• Exercise directions:
Starting at the line that contains "For the evaluation set, spot each instance of the bird's beak" and ending at the last line below, rewrite only those lines with their answer coordinates scaled by 2.25. Reproduce each line, requests included, and multiply every coordinate in the answers by 2.25, rounding to the nearest whole number with halves going up.

## Start Records for processing

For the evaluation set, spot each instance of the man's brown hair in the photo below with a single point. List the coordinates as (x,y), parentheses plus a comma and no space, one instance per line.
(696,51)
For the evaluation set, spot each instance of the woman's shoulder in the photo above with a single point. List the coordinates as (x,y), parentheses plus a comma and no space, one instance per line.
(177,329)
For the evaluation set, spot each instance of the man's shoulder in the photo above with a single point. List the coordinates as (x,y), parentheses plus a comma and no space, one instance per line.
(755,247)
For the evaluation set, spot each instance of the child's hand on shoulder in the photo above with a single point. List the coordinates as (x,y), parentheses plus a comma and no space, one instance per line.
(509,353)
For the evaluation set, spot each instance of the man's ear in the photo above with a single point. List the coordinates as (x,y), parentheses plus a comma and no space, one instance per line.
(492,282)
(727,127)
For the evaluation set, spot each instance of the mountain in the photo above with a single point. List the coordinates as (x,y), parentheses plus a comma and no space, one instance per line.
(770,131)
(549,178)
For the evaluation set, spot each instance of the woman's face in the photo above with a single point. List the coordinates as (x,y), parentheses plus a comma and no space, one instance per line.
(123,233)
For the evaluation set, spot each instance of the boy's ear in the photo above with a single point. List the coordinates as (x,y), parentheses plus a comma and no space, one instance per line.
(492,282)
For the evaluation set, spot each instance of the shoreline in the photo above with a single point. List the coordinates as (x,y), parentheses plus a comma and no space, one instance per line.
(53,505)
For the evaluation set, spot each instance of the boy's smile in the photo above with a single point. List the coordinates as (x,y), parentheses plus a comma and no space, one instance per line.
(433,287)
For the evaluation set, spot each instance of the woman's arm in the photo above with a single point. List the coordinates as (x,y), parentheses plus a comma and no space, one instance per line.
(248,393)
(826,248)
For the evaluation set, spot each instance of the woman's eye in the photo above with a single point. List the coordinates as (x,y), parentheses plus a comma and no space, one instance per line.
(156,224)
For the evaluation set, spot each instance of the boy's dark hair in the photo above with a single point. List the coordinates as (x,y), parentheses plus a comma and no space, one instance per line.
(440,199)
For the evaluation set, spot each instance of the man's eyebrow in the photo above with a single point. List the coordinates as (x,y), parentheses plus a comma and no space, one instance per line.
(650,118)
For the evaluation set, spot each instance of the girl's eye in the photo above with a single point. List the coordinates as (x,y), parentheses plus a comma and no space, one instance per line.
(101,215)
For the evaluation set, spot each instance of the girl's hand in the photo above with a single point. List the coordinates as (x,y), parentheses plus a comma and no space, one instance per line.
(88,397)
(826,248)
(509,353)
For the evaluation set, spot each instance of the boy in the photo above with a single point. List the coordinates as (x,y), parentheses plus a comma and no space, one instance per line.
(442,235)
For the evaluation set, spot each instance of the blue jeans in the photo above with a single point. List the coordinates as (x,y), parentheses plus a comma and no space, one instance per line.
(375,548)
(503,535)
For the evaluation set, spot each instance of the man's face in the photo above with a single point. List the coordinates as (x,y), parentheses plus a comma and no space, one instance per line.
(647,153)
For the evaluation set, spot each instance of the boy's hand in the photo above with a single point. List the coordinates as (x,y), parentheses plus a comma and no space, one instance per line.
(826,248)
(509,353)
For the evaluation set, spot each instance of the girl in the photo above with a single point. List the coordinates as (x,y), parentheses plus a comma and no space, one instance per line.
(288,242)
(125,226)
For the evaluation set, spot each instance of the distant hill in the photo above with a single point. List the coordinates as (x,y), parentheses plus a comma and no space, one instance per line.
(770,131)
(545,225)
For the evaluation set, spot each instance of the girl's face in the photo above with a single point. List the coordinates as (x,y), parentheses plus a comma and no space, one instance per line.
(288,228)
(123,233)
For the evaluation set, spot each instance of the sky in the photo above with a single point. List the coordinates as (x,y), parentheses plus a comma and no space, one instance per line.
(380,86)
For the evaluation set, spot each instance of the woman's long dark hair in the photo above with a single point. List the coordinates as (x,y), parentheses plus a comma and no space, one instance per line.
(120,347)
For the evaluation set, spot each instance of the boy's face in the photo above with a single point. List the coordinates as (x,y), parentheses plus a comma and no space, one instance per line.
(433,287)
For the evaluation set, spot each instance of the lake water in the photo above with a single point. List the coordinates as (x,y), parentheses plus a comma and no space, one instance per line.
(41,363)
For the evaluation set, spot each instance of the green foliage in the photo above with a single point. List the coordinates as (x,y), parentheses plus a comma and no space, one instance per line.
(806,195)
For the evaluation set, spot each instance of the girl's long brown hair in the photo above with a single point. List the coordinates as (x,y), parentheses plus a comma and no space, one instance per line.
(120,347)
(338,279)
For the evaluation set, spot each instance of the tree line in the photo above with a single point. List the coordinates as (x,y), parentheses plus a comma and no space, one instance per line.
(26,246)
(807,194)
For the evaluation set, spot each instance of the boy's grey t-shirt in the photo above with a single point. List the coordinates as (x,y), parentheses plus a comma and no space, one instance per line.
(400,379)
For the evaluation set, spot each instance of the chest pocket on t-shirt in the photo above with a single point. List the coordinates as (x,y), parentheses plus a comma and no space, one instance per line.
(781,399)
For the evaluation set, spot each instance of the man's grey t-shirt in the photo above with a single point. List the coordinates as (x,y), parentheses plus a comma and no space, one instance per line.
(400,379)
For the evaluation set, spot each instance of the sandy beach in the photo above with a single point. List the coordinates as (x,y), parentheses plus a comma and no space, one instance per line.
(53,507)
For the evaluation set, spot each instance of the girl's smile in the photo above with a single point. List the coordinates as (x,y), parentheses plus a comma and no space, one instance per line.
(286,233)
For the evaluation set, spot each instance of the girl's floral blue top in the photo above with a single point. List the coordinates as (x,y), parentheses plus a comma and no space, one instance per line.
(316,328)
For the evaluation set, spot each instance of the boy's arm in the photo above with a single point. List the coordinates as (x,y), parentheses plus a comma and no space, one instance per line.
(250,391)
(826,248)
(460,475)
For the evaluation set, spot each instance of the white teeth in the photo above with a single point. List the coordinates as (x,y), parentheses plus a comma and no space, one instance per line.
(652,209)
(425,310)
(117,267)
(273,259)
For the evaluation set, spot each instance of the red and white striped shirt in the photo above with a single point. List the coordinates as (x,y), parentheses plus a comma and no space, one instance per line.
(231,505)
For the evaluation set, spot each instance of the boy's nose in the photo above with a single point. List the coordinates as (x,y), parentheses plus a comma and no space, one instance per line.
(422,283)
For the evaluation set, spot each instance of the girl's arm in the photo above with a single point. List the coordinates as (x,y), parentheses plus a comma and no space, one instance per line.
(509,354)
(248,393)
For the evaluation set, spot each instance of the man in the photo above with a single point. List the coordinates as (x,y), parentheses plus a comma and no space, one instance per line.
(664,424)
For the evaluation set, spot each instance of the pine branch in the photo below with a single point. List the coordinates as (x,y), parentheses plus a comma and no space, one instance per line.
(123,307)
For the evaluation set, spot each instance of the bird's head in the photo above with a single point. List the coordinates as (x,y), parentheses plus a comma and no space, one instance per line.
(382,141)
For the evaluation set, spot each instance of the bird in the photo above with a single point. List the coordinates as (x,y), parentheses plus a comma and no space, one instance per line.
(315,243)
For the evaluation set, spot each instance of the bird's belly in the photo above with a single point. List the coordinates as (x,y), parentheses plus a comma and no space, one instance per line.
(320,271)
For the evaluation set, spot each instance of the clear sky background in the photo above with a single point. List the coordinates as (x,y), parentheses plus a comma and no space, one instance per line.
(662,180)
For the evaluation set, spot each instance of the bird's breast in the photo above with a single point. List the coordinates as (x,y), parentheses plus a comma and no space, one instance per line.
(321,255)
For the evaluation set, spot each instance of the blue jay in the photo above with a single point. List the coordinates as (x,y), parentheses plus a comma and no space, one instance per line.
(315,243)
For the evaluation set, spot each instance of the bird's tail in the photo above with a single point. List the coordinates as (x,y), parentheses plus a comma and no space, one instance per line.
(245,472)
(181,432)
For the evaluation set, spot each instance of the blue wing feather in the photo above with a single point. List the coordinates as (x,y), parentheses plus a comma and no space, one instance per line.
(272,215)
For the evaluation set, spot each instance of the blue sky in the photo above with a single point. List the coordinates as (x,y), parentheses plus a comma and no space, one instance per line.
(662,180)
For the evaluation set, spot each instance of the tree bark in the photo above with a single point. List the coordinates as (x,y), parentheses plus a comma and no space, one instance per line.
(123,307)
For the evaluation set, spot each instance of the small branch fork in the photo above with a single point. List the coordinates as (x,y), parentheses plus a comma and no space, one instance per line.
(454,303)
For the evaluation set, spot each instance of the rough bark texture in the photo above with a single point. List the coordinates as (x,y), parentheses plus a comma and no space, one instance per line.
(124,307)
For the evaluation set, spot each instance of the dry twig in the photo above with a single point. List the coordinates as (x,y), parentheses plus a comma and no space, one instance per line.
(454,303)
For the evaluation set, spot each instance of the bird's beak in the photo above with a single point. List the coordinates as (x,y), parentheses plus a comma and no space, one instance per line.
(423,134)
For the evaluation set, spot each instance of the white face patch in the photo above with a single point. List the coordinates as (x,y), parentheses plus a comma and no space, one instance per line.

## End Records for processing

• Solution:
For the evaluation set, spot each instance of the bird's beak in the photo above with a single point. List the coordinates as (x,y), parentheses plus a comma and no space, one instance per line.
(952,302)
For the evaluation set, spot each instance of the white face patch in the photo above with a single point. List the coordinates as (x,y), parentheses plus a comma and no space, one instance per line.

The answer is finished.